## List of tasks
a) In the text on value-added measures (VAM), what is Tennessee's definition of mental retardation?
b) Please copy the passage of the VAM text between "On the other" and "discussion of VAM.", inclusive, word for word.

## Text provided
* * *
I have experience in rural, suburban, inner-city, affluent, and “high priority” schools. VAM has been problematic in every situation. The two extremes, inner city / affluent, demonstrate two extremes of the problems with VAM. In the affluent school, it is possible to score at the highest rankings for academic achievement and the lowest for VAM. In a quote from Dr. Bill Sanders, “There is no ceiling effect when calculating VAM.” I know that to be ridiculous because of my ten-year association with gifted and talented students. Yet, as principal, I was held accountable for the low VAM scores when it was unknown just how academically proficient some of my students were.
On the other end of the spectrum, inner-city poor, VAM can look quite good, while academic achievement is at the bottom when compared to other students in the district. Yet issues of special education and non-English speaking students find no place in this argument, let alone the influences of poverty. In fact, under new regulations, students with IEP’s will be given the same test as their regular ed peers – of course with accommodations – but with no consideration of intellectual capability. Is there any parent that would prefer a child to be 30 points below average IQ (Tennessee’s definition of mental retardation) vs. 30 points above average? Students do form a bell curve when cognitive ability is measured, but that has no place in this discussion of VAM.
Finally, I am totally stunned that group assessments are used to make serious decisions about student achievement and teacher effectiveness. In both gifted/talented and special education ANY decision about student placement must be done with a battery of individual assessments due to the poor reliability of group tests. Why is this ignored? I have personally administered hundreds of individual cognitive ability tests (IQ tests), as well as hundreds of individual achievement tests. This important issue, the difference between individual and group tests, never seems to find its way into the discussion of “objective” measures to compare one school with another.
* * *
## Data listing

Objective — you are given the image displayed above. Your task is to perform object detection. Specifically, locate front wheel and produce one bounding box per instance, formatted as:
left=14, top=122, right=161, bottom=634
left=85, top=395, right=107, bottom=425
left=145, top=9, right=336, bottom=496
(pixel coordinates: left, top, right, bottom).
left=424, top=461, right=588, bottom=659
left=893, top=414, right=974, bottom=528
* * *
## Answers to the exercises
a) An IQ 30 points below average.

b)
On the other end of the spectrum, inner-city poor, VAM can look quite good, while academic achievement is at the bottom when compared to other students in the district. Yet issues of special education and non-English speaking students find no place in this argument, let alone the influences of poverty. In fact, under new regulations, students with IEP’s will be given the same test as their regular ed peers – of course with accommodations – but with no consideration of intellectual capability. Is there any parent that would prefer a child to be 30 points below average IQ (Tennessee’s definition of mental retardation) vs. 30 points above average? Students do form a bell curve when cognitive ability is measured, but that has no place in this discussion of VAM.